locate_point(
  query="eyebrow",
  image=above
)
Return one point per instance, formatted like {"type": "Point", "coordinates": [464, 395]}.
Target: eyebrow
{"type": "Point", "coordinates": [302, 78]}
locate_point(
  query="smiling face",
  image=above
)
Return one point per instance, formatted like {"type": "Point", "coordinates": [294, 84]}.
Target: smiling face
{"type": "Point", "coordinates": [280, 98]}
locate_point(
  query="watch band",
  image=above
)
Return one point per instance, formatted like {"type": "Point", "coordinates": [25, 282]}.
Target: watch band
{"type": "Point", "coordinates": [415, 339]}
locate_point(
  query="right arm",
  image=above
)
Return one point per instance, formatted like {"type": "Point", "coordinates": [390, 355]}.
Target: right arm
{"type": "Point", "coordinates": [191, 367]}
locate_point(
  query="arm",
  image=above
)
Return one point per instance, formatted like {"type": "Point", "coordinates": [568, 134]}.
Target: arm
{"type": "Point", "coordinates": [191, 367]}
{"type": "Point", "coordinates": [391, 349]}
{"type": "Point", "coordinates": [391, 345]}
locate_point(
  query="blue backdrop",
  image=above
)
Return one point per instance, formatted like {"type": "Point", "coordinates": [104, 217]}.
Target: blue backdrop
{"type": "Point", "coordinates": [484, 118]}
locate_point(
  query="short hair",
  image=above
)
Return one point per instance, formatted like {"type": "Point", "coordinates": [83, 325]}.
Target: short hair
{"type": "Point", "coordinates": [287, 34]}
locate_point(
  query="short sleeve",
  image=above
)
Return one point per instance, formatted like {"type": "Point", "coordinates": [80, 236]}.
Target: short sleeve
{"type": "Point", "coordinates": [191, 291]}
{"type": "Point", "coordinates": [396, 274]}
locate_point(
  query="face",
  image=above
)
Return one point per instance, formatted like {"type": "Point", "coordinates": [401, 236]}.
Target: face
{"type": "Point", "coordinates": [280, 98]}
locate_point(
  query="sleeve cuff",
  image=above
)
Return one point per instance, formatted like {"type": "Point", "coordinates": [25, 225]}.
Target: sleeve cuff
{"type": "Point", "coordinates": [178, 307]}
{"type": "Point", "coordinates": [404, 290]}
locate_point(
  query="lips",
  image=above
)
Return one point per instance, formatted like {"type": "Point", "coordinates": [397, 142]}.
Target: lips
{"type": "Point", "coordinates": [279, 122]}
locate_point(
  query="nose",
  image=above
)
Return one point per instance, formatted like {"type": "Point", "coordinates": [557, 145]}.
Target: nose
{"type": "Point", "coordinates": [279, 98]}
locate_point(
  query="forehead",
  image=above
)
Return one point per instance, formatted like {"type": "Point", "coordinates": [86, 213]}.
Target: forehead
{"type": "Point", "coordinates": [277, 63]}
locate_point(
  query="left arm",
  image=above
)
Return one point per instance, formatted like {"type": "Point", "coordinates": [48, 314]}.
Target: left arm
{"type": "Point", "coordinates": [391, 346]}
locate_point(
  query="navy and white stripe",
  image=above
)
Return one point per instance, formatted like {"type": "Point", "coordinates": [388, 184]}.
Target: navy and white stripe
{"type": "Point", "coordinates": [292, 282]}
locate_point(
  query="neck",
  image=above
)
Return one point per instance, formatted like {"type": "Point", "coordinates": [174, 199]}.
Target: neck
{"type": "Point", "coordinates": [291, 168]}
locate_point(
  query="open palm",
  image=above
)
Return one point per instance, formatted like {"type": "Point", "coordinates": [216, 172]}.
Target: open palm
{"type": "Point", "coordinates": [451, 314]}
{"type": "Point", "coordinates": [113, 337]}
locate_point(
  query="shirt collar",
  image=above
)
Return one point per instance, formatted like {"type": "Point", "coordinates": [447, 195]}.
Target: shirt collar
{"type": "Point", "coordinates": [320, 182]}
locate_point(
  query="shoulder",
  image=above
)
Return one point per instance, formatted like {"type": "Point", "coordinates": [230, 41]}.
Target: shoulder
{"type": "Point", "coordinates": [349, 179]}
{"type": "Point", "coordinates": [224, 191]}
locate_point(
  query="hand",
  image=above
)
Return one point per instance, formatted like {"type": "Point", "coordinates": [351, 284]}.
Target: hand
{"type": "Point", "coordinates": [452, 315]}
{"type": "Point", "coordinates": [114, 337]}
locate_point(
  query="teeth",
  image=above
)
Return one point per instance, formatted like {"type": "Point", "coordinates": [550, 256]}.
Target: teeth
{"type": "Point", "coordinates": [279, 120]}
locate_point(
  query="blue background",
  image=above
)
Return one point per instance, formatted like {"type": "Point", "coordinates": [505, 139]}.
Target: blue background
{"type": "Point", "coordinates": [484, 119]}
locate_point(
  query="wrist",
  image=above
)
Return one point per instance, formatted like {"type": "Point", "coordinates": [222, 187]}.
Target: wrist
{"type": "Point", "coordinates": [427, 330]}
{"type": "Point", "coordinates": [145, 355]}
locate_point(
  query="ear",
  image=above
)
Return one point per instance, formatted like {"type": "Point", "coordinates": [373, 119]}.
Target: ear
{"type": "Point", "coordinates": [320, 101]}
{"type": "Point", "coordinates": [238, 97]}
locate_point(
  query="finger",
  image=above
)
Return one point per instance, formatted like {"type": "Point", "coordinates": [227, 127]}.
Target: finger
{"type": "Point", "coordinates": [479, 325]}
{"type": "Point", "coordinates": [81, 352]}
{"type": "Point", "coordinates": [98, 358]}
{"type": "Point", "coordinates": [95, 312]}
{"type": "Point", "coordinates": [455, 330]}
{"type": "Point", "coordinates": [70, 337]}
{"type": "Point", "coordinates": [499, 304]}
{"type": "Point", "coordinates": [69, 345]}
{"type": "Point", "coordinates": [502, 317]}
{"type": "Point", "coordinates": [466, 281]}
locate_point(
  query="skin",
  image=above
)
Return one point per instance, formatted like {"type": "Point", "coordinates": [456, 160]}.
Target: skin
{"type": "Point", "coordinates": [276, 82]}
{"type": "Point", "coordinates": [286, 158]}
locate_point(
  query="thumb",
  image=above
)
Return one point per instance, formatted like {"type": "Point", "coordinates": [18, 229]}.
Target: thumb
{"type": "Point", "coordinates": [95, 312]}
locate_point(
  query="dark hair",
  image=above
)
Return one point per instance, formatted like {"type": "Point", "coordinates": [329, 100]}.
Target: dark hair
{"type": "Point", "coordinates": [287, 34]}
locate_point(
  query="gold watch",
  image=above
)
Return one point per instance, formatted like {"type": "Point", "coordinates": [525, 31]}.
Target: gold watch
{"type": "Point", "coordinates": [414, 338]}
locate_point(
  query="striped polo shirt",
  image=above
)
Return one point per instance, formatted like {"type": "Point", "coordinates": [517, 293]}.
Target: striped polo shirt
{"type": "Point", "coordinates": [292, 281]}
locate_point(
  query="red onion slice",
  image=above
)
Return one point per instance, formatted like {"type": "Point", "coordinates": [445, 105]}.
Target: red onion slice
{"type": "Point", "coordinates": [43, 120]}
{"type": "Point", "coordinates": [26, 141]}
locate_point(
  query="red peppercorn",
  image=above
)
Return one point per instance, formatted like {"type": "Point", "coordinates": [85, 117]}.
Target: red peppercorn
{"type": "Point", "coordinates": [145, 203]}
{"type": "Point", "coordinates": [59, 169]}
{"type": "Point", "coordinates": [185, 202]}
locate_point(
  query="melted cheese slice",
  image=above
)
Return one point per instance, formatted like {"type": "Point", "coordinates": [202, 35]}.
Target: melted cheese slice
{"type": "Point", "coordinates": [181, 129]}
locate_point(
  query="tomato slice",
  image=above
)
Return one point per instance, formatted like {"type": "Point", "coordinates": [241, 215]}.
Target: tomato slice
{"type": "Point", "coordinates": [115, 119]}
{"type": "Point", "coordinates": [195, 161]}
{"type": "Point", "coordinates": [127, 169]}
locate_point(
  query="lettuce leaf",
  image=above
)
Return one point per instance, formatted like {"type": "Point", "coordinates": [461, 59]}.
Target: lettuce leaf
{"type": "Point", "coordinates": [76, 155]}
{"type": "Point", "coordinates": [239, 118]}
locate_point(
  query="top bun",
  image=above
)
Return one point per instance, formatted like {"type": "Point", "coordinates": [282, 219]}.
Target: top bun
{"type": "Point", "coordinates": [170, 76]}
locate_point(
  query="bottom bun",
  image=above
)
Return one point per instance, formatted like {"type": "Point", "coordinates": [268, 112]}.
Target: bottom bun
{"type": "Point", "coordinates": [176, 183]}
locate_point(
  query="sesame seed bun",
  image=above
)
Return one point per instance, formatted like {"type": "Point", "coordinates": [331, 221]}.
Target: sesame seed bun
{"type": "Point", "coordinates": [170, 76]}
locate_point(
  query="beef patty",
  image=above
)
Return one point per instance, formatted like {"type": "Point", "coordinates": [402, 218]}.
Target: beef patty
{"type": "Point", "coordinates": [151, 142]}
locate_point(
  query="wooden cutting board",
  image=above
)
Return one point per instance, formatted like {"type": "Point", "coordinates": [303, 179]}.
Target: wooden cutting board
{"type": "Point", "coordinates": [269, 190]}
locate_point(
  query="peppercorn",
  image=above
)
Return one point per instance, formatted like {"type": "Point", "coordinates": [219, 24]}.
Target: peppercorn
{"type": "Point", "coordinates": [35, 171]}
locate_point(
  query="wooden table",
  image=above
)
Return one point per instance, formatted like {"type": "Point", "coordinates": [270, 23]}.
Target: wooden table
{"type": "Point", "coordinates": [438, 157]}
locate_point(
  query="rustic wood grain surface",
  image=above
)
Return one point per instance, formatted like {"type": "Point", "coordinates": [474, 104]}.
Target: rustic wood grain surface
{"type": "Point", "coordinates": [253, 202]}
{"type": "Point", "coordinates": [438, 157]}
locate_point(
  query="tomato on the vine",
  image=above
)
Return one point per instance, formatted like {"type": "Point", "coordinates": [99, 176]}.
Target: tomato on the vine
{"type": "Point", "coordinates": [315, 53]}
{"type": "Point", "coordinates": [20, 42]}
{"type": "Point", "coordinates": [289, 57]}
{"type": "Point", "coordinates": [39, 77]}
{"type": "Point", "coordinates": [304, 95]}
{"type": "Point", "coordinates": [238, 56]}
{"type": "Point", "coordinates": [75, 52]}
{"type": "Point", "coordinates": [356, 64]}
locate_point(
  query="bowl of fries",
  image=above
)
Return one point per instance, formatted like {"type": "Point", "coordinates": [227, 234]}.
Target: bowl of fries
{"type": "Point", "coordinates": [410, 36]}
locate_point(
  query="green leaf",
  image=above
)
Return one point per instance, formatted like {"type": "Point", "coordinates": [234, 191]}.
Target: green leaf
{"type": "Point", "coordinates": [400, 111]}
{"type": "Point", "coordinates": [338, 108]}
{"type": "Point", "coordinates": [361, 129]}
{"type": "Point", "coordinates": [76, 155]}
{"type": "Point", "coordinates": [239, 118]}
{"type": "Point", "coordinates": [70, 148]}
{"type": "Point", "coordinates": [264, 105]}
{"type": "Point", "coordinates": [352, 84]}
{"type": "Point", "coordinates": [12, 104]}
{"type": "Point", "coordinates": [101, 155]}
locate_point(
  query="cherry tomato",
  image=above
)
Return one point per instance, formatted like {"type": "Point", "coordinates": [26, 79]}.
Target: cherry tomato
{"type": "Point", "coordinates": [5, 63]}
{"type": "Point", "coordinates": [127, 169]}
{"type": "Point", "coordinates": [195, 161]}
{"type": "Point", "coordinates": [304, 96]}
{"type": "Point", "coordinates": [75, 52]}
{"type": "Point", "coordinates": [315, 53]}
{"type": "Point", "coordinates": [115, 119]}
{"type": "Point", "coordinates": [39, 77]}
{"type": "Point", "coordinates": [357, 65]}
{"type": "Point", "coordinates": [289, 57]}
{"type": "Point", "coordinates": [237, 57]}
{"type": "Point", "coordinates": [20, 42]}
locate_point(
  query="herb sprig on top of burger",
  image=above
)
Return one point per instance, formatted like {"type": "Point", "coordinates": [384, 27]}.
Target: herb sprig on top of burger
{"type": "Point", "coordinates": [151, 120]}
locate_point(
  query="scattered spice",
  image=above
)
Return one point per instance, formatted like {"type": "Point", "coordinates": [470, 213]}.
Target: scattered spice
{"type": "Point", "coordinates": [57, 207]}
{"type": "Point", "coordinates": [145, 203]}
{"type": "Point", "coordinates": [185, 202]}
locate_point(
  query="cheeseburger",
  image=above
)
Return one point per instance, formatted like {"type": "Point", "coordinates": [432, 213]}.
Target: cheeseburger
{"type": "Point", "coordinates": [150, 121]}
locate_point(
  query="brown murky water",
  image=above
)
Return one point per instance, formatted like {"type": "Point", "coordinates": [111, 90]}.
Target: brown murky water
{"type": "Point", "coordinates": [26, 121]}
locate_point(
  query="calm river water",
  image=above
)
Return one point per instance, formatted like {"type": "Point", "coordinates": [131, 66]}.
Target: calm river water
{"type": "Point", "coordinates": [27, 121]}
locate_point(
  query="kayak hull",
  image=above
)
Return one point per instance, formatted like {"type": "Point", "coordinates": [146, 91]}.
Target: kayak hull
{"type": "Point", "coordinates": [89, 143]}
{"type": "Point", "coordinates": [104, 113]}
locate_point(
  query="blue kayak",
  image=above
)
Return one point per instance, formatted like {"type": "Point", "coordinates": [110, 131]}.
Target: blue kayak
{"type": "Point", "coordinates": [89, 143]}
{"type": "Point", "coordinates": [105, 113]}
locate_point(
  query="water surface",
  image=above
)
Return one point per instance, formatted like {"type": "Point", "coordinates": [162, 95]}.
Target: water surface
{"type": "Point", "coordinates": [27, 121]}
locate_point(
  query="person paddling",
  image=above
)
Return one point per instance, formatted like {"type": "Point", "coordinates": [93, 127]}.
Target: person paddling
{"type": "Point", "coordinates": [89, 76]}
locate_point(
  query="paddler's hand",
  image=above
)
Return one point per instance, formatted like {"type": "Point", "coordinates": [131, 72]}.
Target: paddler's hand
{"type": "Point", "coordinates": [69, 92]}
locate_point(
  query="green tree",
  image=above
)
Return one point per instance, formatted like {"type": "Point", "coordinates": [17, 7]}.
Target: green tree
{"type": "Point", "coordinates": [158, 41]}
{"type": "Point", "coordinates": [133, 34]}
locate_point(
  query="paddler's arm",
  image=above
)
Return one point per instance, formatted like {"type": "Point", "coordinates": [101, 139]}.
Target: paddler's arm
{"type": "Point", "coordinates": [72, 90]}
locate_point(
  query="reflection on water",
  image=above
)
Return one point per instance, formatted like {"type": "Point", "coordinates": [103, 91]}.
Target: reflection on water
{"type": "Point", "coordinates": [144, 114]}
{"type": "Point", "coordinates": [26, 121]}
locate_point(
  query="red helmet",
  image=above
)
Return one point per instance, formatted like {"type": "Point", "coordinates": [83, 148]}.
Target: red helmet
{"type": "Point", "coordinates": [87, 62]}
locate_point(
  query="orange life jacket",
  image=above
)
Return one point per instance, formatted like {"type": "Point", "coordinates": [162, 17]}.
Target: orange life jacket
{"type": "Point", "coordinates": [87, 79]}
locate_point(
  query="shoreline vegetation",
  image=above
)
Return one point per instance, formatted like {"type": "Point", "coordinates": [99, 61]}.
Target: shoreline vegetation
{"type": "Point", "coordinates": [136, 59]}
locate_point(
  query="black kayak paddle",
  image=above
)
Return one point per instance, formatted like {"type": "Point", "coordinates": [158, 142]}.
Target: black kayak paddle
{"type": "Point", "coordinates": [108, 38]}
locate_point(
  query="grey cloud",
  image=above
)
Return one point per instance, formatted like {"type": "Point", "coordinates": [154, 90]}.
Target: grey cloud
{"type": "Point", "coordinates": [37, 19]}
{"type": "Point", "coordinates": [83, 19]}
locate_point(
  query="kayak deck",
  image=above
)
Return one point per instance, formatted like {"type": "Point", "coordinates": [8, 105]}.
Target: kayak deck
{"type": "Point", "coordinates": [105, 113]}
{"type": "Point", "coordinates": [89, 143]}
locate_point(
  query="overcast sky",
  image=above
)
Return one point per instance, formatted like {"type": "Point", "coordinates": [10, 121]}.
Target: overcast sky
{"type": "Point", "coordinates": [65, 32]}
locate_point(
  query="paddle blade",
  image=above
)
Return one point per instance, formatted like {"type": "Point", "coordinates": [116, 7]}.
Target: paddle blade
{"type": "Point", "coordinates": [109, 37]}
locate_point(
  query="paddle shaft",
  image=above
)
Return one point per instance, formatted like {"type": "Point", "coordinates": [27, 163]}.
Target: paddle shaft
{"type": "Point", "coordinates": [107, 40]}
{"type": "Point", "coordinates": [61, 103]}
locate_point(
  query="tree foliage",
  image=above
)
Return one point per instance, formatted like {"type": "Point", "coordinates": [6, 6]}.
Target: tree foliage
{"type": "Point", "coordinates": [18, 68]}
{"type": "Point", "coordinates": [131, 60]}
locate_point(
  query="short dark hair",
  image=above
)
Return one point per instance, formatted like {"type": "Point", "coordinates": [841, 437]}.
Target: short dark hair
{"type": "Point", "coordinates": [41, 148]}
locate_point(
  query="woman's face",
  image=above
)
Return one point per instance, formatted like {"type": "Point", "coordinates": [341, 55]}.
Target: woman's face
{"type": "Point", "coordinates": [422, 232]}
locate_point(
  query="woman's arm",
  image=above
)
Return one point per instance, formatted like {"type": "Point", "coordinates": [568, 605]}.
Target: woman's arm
++++++++++++++++++++
Challenge – Return every line of the records above that contains the word "paddling".

Answer to the exercise –
  query="person paddling",
Target: person paddling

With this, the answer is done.